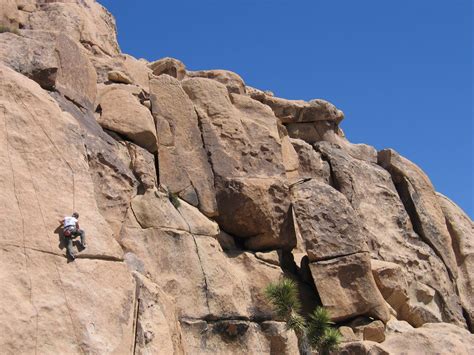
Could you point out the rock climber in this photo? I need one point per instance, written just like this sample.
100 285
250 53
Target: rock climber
70 231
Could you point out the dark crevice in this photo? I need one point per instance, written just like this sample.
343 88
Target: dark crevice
328 258
203 142
465 314
402 185
135 322
333 181
157 167
206 286
216 319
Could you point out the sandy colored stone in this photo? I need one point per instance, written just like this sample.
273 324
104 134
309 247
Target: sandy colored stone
53 60
202 279
155 210
76 308
290 159
114 183
461 229
282 340
121 112
157 328
240 134
347 288
170 66
310 163
198 223
85 21
244 147
135 70
292 111
374 331
328 224
9 16
418 195
36 138
373 195
183 159
142 163
391 282
224 337
232 81
439 338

· · · · ·

Problem description: Put every line of the records above into a JSON list of strings, one string per line, skipping blank lines and leaving out the pictures.

Output of the exercise:
[
  "Could you point out the rock climber in this photo? I need one point per instance, written just like this sample.",
  "100 285",
  "250 53",
  "Target: rock climber",
  "70 231",
  "Could you point out the dark crevice in this photo? I need one point per instance, written just like this sample.",
  "343 88",
  "Target: dark crevice",
  "328 258",
  "203 142",
  "465 314",
  "402 185",
  "135 322",
  "333 181",
  "157 167",
  "206 286",
  "216 319",
  "Could you point out the sandy colored stone in this photo? I need one point per instance, written just like this sample.",
  "273 324",
  "104 134",
  "309 247",
  "Target: sandy colored stone",
  "53 60",
  "202 279",
  "155 210",
  "76 308",
  "290 159",
  "114 183",
  "461 229",
  "282 340",
  "121 112",
  "157 328",
  "240 134",
  "347 288",
  "170 66",
  "310 163",
  "198 223",
  "85 21",
  "244 147",
  "135 70",
  "292 111",
  "374 331",
  "328 224",
  "9 16",
  "418 195",
  "36 138",
  "373 195",
  "183 159",
  "142 163",
  "391 282",
  "224 337",
  "232 81",
  "439 338"
]